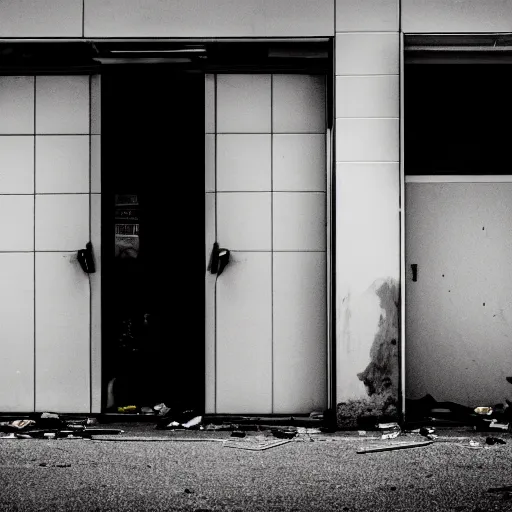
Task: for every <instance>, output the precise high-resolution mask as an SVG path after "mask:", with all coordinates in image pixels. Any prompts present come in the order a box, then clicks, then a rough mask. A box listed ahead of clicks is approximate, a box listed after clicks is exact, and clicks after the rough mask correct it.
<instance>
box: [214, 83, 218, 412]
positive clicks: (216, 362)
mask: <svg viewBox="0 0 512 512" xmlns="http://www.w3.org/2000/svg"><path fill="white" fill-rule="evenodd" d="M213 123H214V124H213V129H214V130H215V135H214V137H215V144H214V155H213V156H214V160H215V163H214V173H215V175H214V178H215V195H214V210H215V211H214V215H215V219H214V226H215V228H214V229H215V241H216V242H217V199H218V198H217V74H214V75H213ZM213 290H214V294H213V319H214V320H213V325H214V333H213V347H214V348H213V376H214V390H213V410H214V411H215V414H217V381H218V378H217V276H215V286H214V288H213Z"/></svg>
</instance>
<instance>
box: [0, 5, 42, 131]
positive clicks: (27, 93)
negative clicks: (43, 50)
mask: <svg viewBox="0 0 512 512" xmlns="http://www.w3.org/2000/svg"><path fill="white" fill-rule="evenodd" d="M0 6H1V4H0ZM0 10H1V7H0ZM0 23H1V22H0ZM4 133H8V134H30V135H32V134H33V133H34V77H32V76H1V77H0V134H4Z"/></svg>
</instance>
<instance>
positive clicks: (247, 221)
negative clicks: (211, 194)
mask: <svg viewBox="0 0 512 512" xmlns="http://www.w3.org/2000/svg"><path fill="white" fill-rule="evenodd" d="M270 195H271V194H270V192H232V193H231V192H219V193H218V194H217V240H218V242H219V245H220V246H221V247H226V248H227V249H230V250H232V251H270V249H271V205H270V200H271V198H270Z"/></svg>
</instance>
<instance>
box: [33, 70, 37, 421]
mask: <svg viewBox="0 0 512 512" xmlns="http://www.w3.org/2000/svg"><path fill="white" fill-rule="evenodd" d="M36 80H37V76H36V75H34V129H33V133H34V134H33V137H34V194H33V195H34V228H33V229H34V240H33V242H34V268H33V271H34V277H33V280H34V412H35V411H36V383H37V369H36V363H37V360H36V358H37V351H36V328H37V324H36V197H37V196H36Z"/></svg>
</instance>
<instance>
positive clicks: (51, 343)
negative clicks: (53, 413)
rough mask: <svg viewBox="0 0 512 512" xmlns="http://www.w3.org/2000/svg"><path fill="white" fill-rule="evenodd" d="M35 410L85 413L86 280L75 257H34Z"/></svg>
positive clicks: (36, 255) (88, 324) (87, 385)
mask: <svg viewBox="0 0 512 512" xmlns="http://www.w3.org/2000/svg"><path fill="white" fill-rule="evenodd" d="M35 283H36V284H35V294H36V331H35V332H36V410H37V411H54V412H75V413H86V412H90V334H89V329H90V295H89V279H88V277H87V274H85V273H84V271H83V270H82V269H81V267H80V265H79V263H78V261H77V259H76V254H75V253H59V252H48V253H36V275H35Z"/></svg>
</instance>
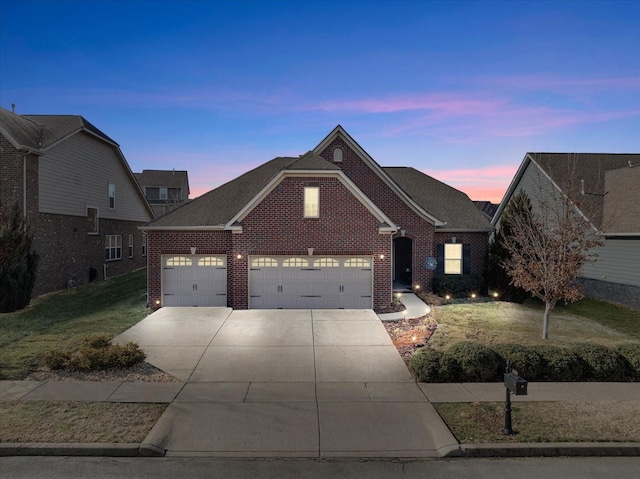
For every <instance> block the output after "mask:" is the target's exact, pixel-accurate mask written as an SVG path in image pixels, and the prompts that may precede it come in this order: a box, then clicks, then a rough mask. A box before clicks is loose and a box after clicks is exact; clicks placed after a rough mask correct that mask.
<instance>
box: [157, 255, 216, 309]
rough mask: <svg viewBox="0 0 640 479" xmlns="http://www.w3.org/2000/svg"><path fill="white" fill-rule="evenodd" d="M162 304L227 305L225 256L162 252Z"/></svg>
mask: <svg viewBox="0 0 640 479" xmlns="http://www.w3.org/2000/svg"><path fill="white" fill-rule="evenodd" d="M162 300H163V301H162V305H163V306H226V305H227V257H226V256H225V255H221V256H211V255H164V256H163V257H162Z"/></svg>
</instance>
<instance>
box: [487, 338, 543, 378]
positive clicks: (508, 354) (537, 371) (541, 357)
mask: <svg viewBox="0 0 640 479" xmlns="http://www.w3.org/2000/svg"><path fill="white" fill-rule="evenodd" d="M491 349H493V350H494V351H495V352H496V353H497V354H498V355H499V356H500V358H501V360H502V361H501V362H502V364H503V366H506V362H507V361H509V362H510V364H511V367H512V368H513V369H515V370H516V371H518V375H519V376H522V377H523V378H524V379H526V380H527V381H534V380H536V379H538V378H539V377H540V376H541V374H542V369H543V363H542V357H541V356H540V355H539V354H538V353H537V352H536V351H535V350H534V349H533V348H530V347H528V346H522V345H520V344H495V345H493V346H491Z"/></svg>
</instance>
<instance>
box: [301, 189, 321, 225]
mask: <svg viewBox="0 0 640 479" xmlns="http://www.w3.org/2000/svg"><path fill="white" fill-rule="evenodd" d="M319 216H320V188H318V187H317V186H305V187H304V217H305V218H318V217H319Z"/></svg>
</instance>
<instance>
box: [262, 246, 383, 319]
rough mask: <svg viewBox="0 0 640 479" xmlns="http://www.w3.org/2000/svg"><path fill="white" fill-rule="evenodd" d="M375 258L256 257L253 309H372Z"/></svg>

WHAT NEEDS TO BE DONE: Word for word, restate the lines from the first line of the material through the line containing "box: [214, 83, 218, 412]", with the pictures left out.

EXPECTED ANSWER:
Task: for every <instance>, output the precise high-resolution mask as an SVG path after "mask:", with all coordinates in image pixels. Any prompts present come in the order a box, then clicks, then a rough mask. A box listed ahead of clicks is approximate, a box listed after clicks is exact, and clicks after the rough mask correct it.
<instance>
box: [214, 83, 218, 412]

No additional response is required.